* _What is expected_:
Quote the data exactly, first line to the line containing "Query: yellow anther", with no pictures.

━━━━━ Supplied data

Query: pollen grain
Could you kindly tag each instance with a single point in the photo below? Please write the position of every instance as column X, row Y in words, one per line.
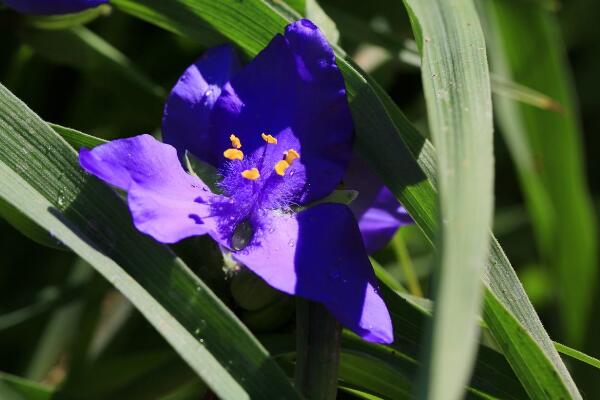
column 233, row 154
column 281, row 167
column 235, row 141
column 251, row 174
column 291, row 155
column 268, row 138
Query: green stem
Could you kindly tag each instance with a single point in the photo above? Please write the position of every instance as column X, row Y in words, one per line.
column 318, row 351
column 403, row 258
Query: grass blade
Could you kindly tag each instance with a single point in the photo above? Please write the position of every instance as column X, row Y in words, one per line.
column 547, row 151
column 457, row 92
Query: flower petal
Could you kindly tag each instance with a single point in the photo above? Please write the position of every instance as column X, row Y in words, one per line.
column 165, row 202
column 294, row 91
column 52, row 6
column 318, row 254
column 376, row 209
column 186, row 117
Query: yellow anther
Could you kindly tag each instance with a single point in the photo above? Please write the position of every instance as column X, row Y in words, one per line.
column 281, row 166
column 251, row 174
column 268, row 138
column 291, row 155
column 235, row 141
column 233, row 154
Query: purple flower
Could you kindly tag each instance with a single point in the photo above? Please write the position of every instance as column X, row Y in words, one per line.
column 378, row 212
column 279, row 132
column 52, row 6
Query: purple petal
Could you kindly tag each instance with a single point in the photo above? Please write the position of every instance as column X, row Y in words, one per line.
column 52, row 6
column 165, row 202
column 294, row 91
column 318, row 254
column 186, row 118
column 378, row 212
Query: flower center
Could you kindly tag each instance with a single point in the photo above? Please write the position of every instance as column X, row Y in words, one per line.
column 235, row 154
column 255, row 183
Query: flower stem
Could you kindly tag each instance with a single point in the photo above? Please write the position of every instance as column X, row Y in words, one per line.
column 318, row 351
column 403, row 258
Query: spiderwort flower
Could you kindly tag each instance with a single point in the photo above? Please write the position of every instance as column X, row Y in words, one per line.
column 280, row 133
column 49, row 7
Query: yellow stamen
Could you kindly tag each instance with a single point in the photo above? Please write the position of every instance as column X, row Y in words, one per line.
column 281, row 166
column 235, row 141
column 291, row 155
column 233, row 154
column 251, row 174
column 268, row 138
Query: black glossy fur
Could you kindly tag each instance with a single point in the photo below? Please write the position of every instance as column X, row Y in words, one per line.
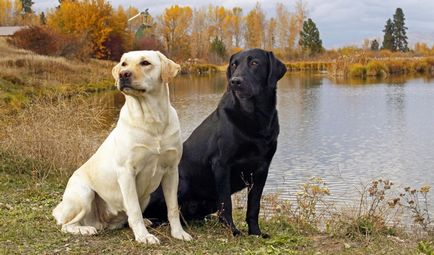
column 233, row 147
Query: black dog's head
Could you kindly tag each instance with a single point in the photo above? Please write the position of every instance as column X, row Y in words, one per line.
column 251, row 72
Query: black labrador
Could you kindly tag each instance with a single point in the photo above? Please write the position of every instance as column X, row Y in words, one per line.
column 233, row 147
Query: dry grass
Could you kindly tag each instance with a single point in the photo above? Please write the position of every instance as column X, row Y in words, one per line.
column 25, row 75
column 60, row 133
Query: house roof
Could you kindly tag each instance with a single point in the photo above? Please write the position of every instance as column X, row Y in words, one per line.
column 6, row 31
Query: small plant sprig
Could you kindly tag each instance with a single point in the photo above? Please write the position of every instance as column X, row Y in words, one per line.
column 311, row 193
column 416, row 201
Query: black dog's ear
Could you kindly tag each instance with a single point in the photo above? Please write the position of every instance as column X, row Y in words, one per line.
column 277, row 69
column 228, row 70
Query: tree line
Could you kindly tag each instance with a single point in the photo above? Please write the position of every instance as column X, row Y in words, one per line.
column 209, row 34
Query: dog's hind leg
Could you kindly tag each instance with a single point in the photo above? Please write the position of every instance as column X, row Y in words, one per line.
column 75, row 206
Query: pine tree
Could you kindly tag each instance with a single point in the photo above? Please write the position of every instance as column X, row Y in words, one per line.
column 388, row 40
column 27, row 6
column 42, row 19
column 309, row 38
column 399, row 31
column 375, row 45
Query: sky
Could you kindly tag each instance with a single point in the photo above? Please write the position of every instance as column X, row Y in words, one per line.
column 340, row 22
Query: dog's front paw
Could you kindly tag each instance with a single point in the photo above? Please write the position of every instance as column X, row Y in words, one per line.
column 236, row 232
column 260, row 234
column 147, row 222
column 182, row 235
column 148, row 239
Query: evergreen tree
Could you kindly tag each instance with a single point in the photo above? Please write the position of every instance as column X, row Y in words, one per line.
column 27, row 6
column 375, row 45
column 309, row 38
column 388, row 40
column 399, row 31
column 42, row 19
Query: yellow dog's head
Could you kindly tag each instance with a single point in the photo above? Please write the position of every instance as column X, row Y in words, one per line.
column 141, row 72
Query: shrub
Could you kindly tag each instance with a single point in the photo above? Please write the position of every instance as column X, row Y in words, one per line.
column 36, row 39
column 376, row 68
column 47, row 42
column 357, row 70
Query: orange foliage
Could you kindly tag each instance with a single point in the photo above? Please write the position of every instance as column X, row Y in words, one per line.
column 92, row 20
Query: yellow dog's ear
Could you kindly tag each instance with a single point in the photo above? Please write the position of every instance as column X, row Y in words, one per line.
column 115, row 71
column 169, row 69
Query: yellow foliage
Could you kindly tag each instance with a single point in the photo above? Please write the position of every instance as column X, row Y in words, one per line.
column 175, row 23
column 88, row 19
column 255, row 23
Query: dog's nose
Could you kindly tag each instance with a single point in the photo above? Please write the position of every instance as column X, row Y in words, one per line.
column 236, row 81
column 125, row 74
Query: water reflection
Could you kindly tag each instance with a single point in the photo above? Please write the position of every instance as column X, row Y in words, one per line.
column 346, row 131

━━━━━━━━━━

* _Result below_:
Query: pollen grain
Could you kindly tag each instance with a single point in the photo below? Please write the position of every instance as column X, row Y in words, one per line.
column 233, row 154
column 281, row 167
column 235, row 141
column 251, row 174
column 291, row 155
column 268, row 138
Query: green stem
Could you kindly tag each instance with a single point in the photo above? Please write the position of every instance as column X, row Y in words, one per line.
column 318, row 351
column 403, row 258
Query: grass blade
Could you kindly tag each instance with a single point in the photo above? Please write the position of every instance as column X, row Y in words, one per line.
column 547, row 151
column 457, row 92
Query: flower petal
Could you kindly tag each instance with a single point in the photo above? Please write the position of every instance as column X, row Y in words, one per line.
column 165, row 202
column 294, row 91
column 52, row 6
column 318, row 254
column 376, row 209
column 186, row 117
Query: yellow anther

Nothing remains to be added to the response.